There are a number of steps which the EU and individual member governments would have to take to show that the political will and determination exist to make a difference in dealing with issues so vital to peace and security. The EU simply cannot sit, wait, and watch the United States go it alone like in the Balkans and Afghanistan. Its creative "niche" is genuinely political, peace by peaceful means as stated in the UN Charter, not to imitate the military might of the U.S. It won't be able to match the US in that respect, and it should not. This is what the EU - and other concerned governments - could do and should do quickly:

6. Encourage media and parliamentary delegations to visit Baghdad and see and listen and dialogue with Iraqis at various levels. Iraq is not one man, it is 23 million fellow citizens. They have points of views, hopes, and fears like all of us.

7. Move towards re-establishing embassies. It is a scandal that many government do not have any representation and, thus, cannot collect first-hand facts and impressions and make their own independent analyses on which to base their policies.

8. Encourage trade and investments with Iraq first inside the sanctions framework, and later outside it, should the United States and others uphold the sanctions regime ad absurdum.

9. Establish a contact group, perhaps in liaison with China, Russia, and others who want to prevent war and find peaceful solutions. Apart from mitigating the conflict and establishing some initial trust between the world and Iraq, the group should plan for a comprehensive regional conferences, somewhat like the OSCE process for Europe that had such ground-breaking results from its start almost 30 years ago.

***

*Required work*.
[A] Rewrite the paragraph beginning "9. Establish a contact group" from the passage on EU steps toward Iraq as a short list that keeps its main points.
[B] Transcribe part of the passage on EU steps toward Iraq. Begin at the words "There are a" and stop after "like all of us.".

*Data for analysis*.
***

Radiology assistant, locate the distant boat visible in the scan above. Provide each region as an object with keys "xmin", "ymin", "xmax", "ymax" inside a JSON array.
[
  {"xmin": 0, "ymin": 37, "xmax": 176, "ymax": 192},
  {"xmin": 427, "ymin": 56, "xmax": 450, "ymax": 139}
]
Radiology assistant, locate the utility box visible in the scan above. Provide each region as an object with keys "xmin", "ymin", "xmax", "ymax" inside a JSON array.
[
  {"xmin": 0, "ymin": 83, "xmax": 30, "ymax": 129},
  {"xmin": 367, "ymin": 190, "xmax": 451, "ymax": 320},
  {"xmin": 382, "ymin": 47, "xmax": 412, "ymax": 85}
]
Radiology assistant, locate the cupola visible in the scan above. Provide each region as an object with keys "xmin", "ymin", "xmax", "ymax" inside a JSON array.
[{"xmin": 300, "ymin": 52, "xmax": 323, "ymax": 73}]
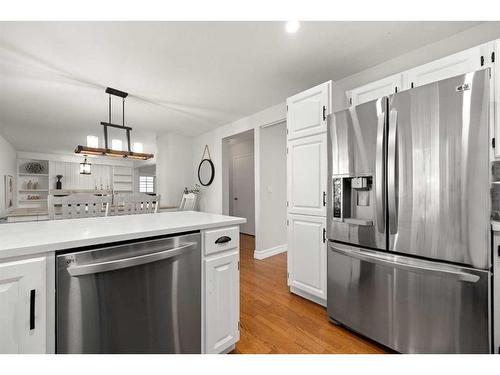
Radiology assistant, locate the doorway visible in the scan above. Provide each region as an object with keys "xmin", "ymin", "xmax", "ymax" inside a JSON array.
[{"xmin": 222, "ymin": 130, "xmax": 255, "ymax": 236}]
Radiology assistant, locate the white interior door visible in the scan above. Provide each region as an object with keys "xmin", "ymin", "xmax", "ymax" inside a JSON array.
[{"xmin": 230, "ymin": 154, "xmax": 255, "ymax": 236}]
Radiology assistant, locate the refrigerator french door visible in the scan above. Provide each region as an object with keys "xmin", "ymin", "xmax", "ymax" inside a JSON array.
[{"xmin": 327, "ymin": 70, "xmax": 491, "ymax": 353}]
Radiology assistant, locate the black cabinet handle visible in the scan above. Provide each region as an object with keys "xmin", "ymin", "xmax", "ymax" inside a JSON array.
[
  {"xmin": 30, "ymin": 289, "xmax": 36, "ymax": 331},
  {"xmin": 215, "ymin": 236, "xmax": 231, "ymax": 243}
]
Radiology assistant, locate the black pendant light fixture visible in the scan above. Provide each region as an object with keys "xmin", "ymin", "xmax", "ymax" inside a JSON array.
[
  {"xmin": 80, "ymin": 156, "xmax": 92, "ymax": 174},
  {"xmin": 75, "ymin": 87, "xmax": 154, "ymax": 160}
]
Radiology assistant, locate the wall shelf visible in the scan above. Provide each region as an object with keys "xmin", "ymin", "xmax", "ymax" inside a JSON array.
[{"xmin": 19, "ymin": 172, "xmax": 49, "ymax": 177}]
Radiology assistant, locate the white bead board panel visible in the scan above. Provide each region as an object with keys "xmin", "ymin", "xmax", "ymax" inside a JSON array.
[{"xmin": 49, "ymin": 160, "xmax": 112, "ymax": 189}]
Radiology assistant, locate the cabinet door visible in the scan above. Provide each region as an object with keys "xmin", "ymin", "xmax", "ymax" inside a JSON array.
[
  {"xmin": 287, "ymin": 134, "xmax": 327, "ymax": 216},
  {"xmin": 286, "ymin": 81, "xmax": 331, "ymax": 139},
  {"xmin": 0, "ymin": 258, "xmax": 46, "ymax": 353},
  {"xmin": 403, "ymin": 46, "xmax": 487, "ymax": 89},
  {"xmin": 348, "ymin": 74, "xmax": 403, "ymax": 105},
  {"xmin": 205, "ymin": 252, "xmax": 240, "ymax": 354},
  {"xmin": 288, "ymin": 215, "xmax": 326, "ymax": 304},
  {"xmin": 490, "ymin": 39, "xmax": 500, "ymax": 159}
]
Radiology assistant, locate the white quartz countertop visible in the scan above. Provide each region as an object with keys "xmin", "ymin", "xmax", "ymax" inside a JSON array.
[{"xmin": 0, "ymin": 211, "xmax": 246, "ymax": 259}]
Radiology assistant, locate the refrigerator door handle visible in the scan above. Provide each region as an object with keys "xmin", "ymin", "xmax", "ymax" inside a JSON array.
[
  {"xmin": 330, "ymin": 244, "xmax": 480, "ymax": 283},
  {"xmin": 387, "ymin": 109, "xmax": 398, "ymax": 234},
  {"xmin": 375, "ymin": 112, "xmax": 385, "ymax": 233}
]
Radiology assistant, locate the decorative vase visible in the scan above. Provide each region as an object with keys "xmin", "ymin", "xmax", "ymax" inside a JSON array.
[{"xmin": 56, "ymin": 174, "xmax": 62, "ymax": 190}]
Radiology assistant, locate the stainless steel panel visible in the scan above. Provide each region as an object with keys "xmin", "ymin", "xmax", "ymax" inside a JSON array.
[
  {"xmin": 327, "ymin": 97, "xmax": 387, "ymax": 249},
  {"xmin": 388, "ymin": 70, "xmax": 490, "ymax": 269},
  {"xmin": 327, "ymin": 242, "xmax": 490, "ymax": 353},
  {"xmin": 56, "ymin": 233, "xmax": 201, "ymax": 353}
]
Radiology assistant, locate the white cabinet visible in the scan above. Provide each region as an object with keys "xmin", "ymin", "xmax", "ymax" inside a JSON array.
[
  {"xmin": 204, "ymin": 250, "xmax": 240, "ymax": 354},
  {"xmin": 288, "ymin": 215, "xmax": 326, "ymax": 305},
  {"xmin": 403, "ymin": 45, "xmax": 489, "ymax": 89},
  {"xmin": 286, "ymin": 81, "xmax": 332, "ymax": 139},
  {"xmin": 0, "ymin": 257, "xmax": 46, "ymax": 353},
  {"xmin": 287, "ymin": 133, "xmax": 327, "ymax": 216},
  {"xmin": 348, "ymin": 74, "xmax": 403, "ymax": 105}
]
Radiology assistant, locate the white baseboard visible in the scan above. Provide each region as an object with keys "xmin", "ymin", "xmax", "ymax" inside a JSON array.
[
  {"xmin": 290, "ymin": 286, "xmax": 326, "ymax": 307},
  {"xmin": 253, "ymin": 244, "xmax": 287, "ymax": 260}
]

***

*Answers for this exercise*.
[A]
- Set up a contact group, possibly in liaison with China, Russia and others who want to prevent war and find peaceful solutions.
- Use it to ease the conflict and build initial trust between the world and Iraq.
- Have it plan comprehensive regional conferences, somewhat like the OSCE process for Europe, which had ground-breaking results from its start almost 30 years ago.

[B]
There are a number of steps which the EU and individual member governments would have to take to show that the political will and determination exist to make a difference in dealing with issues so vital to peace and security. The EU simply cannot sit, wait, and watch the United States go it alone like in the Balkans and Afghanistan. Its creative "niche" is genuinely political, peace by peaceful means as stated in the UN Charter, not to imitate the military might of the U.S. It won't be able to match the US in that respect, and it should not. This is what the EU - and other concerned governments - could do and should do quickly:

6. Encourage media and parliamentary delegations to visit Baghdad and see and listen and dialogue with Iraqis at various levels. Iraq is not one man, it is 23 million fellow citizens. They have points of views, hopes, and fears like all of us.